### SOURCE DOCUMENT
LEfSe - Issue when plotting LEfSe data on the command line using the python script plot_res.py
0
0
Entering edit mode
4.3 years ago
alicia.poppy ▴ 50

I have plotted LEfSe results using the command line, by running LEfSe's Python script over my data.

I was wondering if anyone familiar with LEfSe (or Python) would be able to tell me how to edit the plot_res.py python script to make the x axis breaks on integers, instead of on strange decimal numbers like shown here:

enter image description here

I am familiar with making figures on R, but I have never used python for plotting before. I think the python script is using matplotlib to plot the data and the Python version is 2.7.15.

The Python scripts which I needed to call on the command line were downloaded from the nsegata-lefse-9adc3a62460e folder at https://bitbucket.org/nsegata/lefse/downloads/ . I will post the Python script as a comment, as this repository seems not to be working at the moment.

LEfSe = Linear discriminant analysis effect size. More information about LEfSe can be found here: https://twbattaglia.gitbooks.io/introduction-to-qiime/content/lefse.html

LEfSe Python QIIME matplotlib • 2.4k views
ADD COMMENT
0
Entering edit mode
#!/usr/bin/env python

import os,sys
import matplotlib
matplotlib.use('Agg')
from pylab import *
from collections import defaultdict

from lefse import *
import argparse

colors = ['r','g','b','m','c','y','k','w']

def read_params(args):
    parser = argparse.ArgumentParser(description='Plot results')
    parser.add_argument('input_file', metavar='INPUT_FILE', type=str, help="tab delimited input file")

### SOURCE EXCERPT
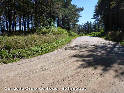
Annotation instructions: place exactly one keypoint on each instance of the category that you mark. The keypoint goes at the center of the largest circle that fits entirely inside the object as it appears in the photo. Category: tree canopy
(24, 15)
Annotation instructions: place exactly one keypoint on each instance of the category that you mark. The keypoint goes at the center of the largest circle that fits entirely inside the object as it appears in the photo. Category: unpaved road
(86, 65)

### YOUR TASK
Output the passage of the LEfSe plotting thread between "The Python scripts" and "matplotlib.use('Agg')", inclusive, copied word for word.

### SOLVED EXERCISE
The Python scripts which I needed to call on the command line were downloaded from the nsegata-lefse-9adc3a62460e folder at https://bitbucket.org/nsegata/lefse/downloads/ . I will post the Python script as a comment, as this repository seems not to be working at the moment.

LEfSe = Linear discriminant analysis effect size. More information about LEfSe can be found here: https://twbattaglia.gitbooks.io/introduction-to-qiime/content/lefse.html

LEfSe Python QIIME matplotlib • 2.4k views
ADD COMMENT
0
Entering edit mode
#!/usr/bin/env python

import os,sys
import matplotlib
matplotlib.use('Agg')